* _TASK_
Answer the following from the sermon notes below.
(a) What two glosses do the notes give in parentheses for the word "Christians"?
(b) What did the notes say was studied in 2019?
(c) What approach to Revelation do the notes say often causes its view of Jesus and the church to be missed?

* _TEXT PASSAGE_
Revelation Series

The Revealing of Jesus Christ (The Messiah)

Sermon Notes 1.5.20-Pastor Wesley D. Peaden

In the four Gospels we read the perspective of four men who walked with Jesus or his disciples and wrote to convey his life on Earth to us. Jesus was the Messiah, as the disciples would come to recognize. He is the Messiah, as we worship and acknowledge as Christians (Christ followers or little Christs). He will be recognized as the Messiah for all eternity. The testimony of the four Gospels is made alive in the Acts of the Apostles through the first followers of Jesus and their life on the Earth after he ascended to heaven. 

In 2019 we studied God’s view of us, the church, through the events and stories of Jesus in the early church contained in the Acts of the Apostles.

Acts is a version of our story to which we can relate well and from which the church is often taught about living the Christ life on the Earth.

Revelation is a magnificent view of Jesus and the church which is often missed when we approach the text looking for mystery and eschatology.

* _DATASET EXCERPTS_
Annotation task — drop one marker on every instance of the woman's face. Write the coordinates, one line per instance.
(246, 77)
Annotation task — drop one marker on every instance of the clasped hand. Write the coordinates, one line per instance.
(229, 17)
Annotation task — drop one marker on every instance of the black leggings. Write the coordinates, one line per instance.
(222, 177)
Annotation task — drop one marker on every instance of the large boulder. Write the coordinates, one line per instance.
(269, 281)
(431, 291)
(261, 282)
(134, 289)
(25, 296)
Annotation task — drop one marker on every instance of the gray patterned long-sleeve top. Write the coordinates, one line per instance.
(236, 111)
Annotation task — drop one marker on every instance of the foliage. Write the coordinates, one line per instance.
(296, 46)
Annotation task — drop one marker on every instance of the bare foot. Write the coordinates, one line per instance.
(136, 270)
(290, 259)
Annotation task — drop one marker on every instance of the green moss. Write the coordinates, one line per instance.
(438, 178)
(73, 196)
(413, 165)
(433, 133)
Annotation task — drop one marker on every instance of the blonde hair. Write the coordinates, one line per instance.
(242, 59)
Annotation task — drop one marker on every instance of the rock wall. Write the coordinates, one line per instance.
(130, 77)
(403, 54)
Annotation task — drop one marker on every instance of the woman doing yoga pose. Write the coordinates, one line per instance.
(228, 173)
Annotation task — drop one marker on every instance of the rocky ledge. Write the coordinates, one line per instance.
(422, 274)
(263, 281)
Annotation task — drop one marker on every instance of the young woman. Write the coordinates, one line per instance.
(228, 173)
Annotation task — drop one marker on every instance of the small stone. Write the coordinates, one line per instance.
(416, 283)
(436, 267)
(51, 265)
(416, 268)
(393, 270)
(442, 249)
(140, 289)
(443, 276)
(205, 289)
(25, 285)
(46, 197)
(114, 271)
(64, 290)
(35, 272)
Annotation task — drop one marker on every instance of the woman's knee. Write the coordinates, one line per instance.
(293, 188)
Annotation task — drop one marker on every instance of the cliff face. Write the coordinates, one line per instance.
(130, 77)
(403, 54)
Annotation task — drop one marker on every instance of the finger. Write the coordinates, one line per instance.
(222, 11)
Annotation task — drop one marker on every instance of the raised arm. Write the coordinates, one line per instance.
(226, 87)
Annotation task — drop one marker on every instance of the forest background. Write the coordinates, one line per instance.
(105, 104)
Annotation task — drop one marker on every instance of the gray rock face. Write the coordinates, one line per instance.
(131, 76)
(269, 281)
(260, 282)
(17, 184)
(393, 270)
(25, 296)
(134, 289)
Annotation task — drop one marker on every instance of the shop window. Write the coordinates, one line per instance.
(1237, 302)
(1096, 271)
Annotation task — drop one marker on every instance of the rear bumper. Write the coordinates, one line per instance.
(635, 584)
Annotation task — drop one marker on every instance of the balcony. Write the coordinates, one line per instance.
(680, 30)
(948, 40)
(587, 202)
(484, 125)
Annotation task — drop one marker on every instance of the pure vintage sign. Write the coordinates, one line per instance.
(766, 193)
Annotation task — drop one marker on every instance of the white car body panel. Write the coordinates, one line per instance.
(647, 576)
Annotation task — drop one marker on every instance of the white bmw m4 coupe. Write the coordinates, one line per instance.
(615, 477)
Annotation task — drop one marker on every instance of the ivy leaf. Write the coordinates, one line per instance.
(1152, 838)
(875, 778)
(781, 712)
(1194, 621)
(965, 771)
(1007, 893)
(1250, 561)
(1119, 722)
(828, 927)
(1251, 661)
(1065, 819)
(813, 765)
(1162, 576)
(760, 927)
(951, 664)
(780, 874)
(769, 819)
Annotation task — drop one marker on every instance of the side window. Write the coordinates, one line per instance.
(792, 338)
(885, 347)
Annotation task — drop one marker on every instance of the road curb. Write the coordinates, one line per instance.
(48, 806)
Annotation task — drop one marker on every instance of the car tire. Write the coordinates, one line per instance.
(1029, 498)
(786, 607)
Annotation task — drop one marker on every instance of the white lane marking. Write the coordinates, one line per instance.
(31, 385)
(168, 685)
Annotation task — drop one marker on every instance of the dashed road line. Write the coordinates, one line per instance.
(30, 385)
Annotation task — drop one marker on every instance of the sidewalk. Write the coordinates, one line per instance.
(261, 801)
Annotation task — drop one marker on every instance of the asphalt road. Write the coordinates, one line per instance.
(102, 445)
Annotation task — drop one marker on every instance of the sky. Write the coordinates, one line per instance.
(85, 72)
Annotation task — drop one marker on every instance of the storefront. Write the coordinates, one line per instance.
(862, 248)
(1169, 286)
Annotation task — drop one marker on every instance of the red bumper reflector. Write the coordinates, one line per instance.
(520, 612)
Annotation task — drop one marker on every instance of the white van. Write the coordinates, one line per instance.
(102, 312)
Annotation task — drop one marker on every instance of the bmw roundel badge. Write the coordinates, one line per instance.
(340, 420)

* _FINAL RESULT_
(a) "Christ followers" and "little Christs."
(b) God's view of us, the church, through the events and stories of Jesus in the early church contained in the Acts of the Apostles.
(c) Approaching the text looking for mystery and eschatology.